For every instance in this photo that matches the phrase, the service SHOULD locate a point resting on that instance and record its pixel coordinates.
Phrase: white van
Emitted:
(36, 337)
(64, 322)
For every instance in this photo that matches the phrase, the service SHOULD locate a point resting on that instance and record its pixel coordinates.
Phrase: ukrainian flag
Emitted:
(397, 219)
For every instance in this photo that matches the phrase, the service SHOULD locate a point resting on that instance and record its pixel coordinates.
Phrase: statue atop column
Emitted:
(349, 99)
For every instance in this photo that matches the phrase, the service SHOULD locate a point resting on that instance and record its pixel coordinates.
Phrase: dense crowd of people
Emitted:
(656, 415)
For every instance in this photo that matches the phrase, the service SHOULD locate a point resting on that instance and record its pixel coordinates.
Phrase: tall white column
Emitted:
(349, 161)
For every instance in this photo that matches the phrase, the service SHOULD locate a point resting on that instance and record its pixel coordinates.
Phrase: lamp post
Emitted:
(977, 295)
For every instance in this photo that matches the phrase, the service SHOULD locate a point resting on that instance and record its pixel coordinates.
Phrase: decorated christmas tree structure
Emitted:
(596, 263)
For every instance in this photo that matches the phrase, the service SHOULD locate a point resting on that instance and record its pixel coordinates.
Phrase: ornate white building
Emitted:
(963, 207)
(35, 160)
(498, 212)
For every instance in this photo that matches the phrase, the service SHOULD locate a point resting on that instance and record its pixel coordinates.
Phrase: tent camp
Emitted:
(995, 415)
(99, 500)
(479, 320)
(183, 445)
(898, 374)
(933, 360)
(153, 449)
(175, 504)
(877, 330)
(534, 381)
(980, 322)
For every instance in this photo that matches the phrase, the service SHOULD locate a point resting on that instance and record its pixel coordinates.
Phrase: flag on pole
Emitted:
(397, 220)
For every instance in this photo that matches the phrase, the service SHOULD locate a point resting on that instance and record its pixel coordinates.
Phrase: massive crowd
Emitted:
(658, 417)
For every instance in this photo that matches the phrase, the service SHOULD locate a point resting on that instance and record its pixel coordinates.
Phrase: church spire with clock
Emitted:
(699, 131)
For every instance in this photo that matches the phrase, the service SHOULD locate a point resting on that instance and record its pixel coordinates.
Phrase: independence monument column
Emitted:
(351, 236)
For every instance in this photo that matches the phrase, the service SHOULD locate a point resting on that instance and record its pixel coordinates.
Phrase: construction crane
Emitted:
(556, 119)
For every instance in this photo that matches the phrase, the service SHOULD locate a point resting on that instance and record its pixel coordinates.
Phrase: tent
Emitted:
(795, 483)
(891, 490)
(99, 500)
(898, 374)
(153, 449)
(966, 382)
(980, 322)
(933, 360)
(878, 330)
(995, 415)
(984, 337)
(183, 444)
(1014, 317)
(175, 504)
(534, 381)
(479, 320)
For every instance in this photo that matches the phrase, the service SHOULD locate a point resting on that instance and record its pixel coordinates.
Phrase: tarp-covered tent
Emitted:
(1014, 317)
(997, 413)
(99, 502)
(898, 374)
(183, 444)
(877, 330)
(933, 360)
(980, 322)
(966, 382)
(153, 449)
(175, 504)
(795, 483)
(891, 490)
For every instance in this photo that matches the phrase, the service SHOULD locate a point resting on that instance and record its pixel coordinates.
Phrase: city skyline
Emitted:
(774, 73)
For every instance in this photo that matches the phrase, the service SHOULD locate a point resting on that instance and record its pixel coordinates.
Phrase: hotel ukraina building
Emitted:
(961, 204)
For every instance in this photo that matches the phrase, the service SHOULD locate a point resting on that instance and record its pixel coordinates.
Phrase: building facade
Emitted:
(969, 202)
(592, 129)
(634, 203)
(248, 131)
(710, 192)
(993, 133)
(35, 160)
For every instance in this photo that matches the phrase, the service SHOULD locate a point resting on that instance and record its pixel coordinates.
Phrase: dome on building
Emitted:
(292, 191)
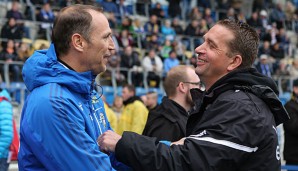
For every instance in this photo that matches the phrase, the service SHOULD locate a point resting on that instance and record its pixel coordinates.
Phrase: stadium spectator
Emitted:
(293, 70)
(167, 31)
(46, 16)
(168, 120)
(110, 6)
(15, 13)
(255, 21)
(25, 50)
(130, 60)
(63, 103)
(209, 17)
(134, 115)
(126, 24)
(124, 39)
(234, 127)
(112, 117)
(117, 106)
(263, 66)
(166, 49)
(11, 30)
(123, 10)
(9, 54)
(6, 129)
(265, 48)
(290, 128)
(152, 26)
(174, 9)
(158, 11)
(278, 16)
(170, 62)
(195, 14)
(177, 26)
(150, 100)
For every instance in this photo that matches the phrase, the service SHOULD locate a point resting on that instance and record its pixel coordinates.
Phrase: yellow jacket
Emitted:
(133, 118)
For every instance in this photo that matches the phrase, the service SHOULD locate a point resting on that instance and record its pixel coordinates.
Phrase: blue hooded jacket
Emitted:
(61, 119)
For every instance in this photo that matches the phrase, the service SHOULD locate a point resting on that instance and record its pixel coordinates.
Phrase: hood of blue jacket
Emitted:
(43, 68)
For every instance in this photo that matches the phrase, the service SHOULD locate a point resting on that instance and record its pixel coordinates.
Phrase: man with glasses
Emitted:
(234, 128)
(168, 120)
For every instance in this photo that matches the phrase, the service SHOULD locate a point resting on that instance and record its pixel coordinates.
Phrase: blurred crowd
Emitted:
(152, 36)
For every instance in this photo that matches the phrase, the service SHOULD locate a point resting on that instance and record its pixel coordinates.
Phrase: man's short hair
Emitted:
(245, 42)
(73, 19)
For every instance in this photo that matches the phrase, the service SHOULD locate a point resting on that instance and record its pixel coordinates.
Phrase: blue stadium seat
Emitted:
(140, 91)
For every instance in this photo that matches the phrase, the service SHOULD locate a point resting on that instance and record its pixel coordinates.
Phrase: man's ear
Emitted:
(235, 62)
(78, 42)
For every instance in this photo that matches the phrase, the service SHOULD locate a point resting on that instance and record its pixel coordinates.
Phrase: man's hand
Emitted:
(107, 141)
(179, 142)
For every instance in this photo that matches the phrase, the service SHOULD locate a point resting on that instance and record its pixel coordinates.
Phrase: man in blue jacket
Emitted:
(234, 128)
(63, 116)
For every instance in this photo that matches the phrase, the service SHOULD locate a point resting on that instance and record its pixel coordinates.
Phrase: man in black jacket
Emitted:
(168, 120)
(234, 128)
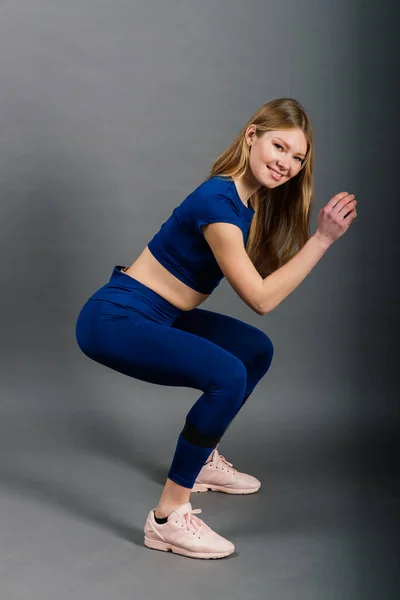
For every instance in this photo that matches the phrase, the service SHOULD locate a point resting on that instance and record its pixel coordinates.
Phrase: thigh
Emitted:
(240, 339)
(144, 349)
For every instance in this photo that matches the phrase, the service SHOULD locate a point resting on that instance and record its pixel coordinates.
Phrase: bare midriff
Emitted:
(151, 273)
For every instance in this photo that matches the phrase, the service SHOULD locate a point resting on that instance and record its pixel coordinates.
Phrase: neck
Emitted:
(246, 187)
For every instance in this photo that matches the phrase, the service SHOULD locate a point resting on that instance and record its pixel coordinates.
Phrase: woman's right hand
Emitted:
(336, 217)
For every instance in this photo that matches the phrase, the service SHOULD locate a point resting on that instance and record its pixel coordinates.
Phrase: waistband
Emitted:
(126, 291)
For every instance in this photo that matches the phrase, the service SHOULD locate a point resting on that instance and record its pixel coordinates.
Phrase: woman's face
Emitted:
(276, 156)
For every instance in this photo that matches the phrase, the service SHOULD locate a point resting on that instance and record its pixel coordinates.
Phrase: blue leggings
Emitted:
(128, 327)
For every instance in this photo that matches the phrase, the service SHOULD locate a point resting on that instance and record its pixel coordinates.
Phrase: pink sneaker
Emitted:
(219, 475)
(185, 534)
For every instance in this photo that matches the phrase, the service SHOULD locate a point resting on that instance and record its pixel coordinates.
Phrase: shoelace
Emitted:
(195, 523)
(223, 459)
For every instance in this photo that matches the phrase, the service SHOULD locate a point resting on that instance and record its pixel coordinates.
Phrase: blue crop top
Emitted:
(179, 244)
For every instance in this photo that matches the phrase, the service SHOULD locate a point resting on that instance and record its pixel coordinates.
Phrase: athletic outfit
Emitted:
(131, 329)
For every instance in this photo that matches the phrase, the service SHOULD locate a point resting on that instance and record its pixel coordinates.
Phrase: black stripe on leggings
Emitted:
(199, 439)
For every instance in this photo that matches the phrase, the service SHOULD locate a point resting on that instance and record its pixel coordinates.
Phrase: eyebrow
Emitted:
(287, 145)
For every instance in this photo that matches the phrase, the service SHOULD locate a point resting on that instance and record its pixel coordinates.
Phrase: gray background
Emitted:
(110, 114)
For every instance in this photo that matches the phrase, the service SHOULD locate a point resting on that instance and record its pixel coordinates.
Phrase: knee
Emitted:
(264, 350)
(232, 383)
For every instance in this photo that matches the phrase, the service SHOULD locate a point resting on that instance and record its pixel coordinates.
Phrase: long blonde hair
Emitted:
(281, 223)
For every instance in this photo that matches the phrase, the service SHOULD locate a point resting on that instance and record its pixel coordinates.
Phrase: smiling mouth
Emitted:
(274, 174)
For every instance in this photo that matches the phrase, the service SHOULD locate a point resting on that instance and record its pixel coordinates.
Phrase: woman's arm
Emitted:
(277, 286)
(261, 295)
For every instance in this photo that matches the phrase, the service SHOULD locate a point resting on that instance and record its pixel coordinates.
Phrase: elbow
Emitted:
(261, 310)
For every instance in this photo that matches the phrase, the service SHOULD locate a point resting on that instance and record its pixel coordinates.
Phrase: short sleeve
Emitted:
(215, 209)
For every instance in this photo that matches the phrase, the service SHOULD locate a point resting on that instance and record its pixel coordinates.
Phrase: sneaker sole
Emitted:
(165, 547)
(202, 487)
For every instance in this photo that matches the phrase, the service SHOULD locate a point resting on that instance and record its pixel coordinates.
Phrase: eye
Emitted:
(297, 157)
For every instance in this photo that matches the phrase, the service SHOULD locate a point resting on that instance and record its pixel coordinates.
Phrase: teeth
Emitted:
(275, 173)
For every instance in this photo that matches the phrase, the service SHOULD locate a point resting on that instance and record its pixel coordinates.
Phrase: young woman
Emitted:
(248, 221)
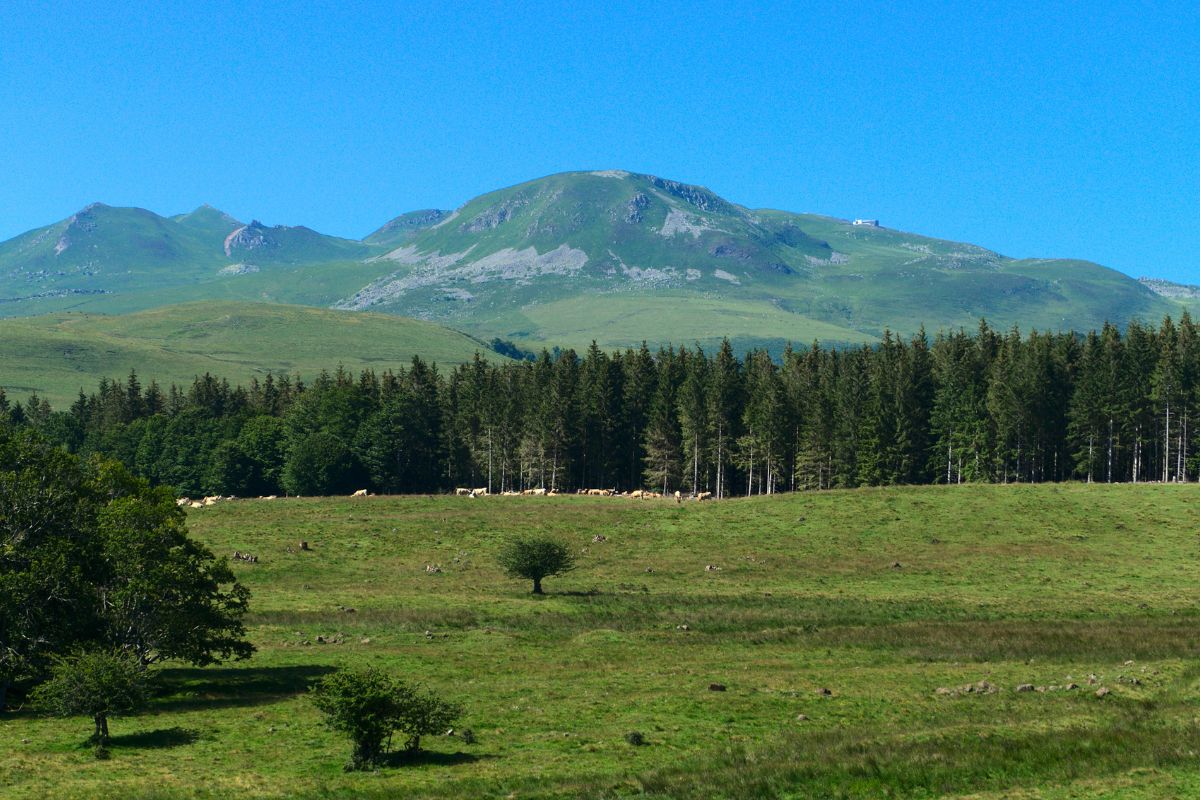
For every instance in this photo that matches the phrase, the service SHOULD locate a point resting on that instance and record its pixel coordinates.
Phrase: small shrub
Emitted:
(370, 707)
(534, 558)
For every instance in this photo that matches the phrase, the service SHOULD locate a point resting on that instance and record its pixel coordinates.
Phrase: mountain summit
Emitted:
(613, 256)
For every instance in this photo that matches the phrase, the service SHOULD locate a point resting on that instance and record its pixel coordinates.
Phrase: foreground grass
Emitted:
(879, 596)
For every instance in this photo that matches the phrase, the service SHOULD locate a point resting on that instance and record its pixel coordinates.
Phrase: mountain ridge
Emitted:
(571, 257)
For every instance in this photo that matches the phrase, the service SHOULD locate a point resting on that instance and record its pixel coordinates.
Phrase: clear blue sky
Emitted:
(1032, 128)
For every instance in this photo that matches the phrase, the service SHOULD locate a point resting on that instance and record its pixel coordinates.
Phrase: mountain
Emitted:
(109, 258)
(610, 256)
(622, 257)
(57, 355)
(406, 226)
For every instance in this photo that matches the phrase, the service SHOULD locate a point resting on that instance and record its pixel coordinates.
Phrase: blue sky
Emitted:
(1057, 130)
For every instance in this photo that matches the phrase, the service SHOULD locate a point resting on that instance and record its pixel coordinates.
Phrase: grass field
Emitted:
(59, 354)
(881, 596)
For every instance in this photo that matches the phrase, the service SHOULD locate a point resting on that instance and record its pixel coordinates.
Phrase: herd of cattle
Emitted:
(639, 494)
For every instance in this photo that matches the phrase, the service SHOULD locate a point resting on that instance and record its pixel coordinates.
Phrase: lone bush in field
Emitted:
(97, 685)
(371, 705)
(535, 558)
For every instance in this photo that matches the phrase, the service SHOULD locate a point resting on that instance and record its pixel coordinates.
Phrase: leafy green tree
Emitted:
(99, 685)
(91, 555)
(161, 594)
(47, 555)
(535, 558)
(370, 707)
(321, 464)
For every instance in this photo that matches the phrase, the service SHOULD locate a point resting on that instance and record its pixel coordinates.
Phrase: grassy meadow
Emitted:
(832, 619)
(59, 354)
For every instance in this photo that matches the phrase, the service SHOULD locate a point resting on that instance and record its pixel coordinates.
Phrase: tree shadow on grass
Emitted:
(159, 739)
(402, 758)
(185, 689)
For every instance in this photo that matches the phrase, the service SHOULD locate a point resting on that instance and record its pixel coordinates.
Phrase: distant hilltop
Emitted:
(610, 256)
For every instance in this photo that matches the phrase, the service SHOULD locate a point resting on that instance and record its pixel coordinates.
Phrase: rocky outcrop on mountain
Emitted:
(249, 238)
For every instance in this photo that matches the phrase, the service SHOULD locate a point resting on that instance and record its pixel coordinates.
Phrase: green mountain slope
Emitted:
(621, 257)
(57, 355)
(609, 256)
(109, 259)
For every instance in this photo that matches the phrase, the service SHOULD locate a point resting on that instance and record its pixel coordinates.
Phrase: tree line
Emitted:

TASK OBJECTIVE — Some lines of the records may contain the string "leggings". State how many do, as a number alone.

SOLUTION FOR THIS PROBLEM — 2